● What to do
Every record must appear in your copy exactly as written, with no pictures.

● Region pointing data
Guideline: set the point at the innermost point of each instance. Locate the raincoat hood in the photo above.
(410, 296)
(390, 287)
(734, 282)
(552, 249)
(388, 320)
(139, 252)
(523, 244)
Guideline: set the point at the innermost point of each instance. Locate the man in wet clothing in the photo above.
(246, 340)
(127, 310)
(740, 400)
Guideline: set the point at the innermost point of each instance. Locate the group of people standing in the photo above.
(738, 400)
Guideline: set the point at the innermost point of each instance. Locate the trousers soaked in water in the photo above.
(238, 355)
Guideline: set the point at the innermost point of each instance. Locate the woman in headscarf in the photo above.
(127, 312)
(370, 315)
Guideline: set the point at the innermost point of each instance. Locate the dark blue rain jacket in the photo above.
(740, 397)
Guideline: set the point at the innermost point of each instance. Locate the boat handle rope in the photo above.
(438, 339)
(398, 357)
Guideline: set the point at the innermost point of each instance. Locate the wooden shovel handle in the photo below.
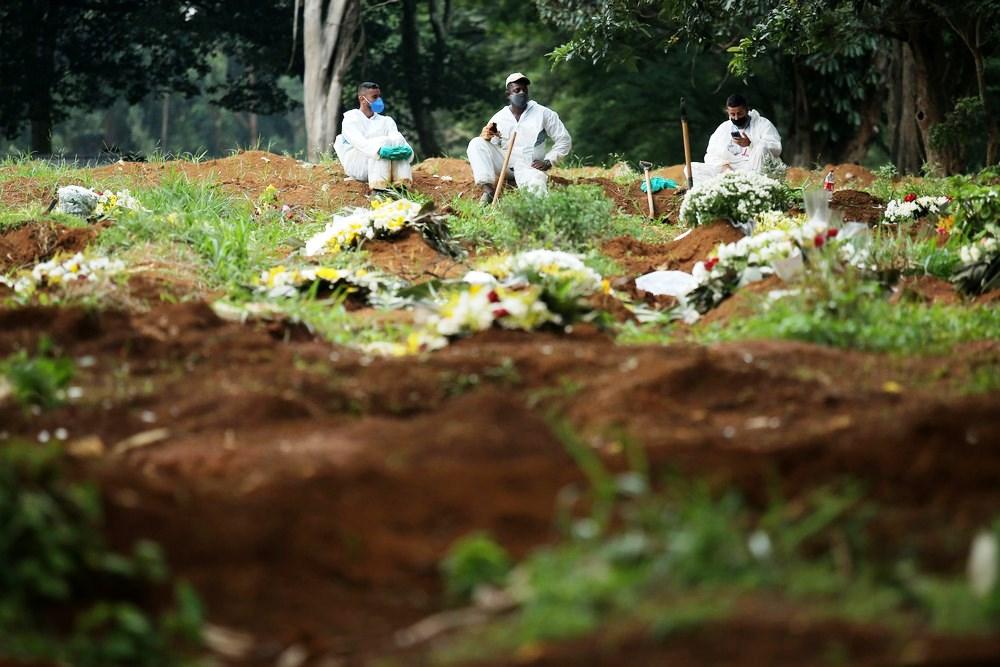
(503, 170)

● Task output
Guideline: set the point at the innermost point of each instance. Locate the raincoat hood in the photo above.
(410, 296)
(390, 287)
(734, 282)
(552, 249)
(388, 320)
(139, 252)
(523, 244)
Guideline: set the point at the innermost point of each instance. Locate the man in wet clothing in the photo above.
(246, 340)
(127, 310)
(740, 400)
Guideline: set the point at the innermost point of each instance. Locate the group of people standing in the photo above.
(738, 400)
Guideline: set the point at the innermost point of each instance. Locate the trousers soaked in water in the photo above.
(238, 355)
Guideline: set the point at the innermost point of each instance. Locate the woman in headscarf in the photo above.
(127, 312)
(370, 315)
Guideline: set the point at the innermost point of each instance. Locate the dark blue rain jacket in the photo above.
(740, 397)
Guideline: set the point at the innermost point of each instance. Locate the boat handle rope in the photo above.
(438, 339)
(398, 357)
Guideline: set the point at the innermost point of each instance. Locate the wooden shovel handle in the photo below.
(503, 170)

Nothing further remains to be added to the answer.